◆ What you will do: Among the lines of the records below, copy those that hold the word "plant".

Data extracted from a collection

----------

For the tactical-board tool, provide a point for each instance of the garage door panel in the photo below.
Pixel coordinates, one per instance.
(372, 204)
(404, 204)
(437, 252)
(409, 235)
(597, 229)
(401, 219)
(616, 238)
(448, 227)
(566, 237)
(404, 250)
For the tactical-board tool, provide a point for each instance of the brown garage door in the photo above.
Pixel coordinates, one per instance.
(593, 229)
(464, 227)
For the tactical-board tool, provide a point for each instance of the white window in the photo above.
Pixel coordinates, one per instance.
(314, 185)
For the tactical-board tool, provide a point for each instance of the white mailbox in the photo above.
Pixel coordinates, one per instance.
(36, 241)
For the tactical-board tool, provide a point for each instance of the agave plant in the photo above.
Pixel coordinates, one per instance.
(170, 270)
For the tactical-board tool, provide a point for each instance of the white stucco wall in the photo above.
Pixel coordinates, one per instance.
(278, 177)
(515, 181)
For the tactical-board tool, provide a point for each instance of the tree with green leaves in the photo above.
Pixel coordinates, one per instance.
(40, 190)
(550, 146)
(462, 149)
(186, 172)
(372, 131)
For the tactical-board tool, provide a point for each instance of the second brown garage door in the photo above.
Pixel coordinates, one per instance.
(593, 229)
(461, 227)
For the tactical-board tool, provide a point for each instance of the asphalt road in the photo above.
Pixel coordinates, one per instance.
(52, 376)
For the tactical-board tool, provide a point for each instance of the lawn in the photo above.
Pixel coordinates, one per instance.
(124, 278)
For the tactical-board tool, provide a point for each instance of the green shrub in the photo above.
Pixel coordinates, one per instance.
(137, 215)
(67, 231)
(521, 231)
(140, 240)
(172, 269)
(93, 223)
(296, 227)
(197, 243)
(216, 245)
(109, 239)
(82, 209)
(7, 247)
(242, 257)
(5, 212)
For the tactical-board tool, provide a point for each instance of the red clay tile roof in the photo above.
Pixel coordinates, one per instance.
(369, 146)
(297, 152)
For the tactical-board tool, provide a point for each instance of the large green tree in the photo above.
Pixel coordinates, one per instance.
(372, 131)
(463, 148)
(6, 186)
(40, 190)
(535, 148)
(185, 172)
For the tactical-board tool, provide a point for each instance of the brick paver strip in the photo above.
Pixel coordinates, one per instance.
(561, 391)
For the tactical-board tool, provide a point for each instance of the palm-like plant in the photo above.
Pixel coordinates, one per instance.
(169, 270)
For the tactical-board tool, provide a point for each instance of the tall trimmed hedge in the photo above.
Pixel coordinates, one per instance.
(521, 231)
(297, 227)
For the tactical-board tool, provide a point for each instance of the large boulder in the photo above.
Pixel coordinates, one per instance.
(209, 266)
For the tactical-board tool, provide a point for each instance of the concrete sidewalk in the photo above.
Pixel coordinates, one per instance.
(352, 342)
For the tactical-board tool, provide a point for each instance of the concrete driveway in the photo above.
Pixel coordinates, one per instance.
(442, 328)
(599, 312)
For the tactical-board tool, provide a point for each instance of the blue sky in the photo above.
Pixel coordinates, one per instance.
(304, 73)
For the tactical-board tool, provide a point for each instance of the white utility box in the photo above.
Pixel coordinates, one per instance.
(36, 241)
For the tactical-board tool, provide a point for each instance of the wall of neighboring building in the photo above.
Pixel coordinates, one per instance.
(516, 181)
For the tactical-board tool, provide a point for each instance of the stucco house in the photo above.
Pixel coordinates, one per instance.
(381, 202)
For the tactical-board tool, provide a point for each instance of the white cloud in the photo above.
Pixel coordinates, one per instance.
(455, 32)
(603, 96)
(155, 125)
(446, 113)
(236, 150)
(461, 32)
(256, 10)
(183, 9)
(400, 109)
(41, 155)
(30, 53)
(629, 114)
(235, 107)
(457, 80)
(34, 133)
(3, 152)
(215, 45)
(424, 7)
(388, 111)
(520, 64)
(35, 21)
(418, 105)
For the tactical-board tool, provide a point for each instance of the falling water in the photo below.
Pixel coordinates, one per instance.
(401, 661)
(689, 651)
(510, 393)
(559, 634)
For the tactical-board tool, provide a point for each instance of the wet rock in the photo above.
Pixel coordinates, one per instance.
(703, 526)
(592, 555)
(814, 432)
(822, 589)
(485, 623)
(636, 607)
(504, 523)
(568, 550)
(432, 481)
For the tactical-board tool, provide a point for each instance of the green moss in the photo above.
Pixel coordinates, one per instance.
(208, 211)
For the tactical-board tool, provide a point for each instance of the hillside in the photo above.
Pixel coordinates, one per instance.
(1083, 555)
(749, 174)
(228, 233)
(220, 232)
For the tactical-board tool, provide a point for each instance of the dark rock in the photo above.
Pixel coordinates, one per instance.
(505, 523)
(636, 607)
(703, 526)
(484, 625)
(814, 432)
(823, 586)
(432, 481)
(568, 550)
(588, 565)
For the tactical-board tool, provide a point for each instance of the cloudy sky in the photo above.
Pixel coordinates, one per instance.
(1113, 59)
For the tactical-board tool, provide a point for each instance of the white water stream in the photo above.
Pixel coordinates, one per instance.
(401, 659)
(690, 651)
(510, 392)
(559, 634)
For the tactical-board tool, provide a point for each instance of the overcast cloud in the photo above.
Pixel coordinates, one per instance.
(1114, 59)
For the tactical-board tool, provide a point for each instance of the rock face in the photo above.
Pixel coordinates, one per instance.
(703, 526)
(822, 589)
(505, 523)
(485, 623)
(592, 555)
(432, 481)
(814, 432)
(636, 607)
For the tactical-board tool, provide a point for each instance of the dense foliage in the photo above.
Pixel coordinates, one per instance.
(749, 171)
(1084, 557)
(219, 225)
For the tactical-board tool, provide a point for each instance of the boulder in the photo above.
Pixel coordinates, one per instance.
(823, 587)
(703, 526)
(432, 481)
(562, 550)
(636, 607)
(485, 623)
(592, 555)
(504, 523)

----------

◆ Problem solution:
For the tactical-board tool, provide a point for each instance of the agave plant in the photo above.
For the tactical-board tool, provide a point for each instance of the palm-like plant in the photo above.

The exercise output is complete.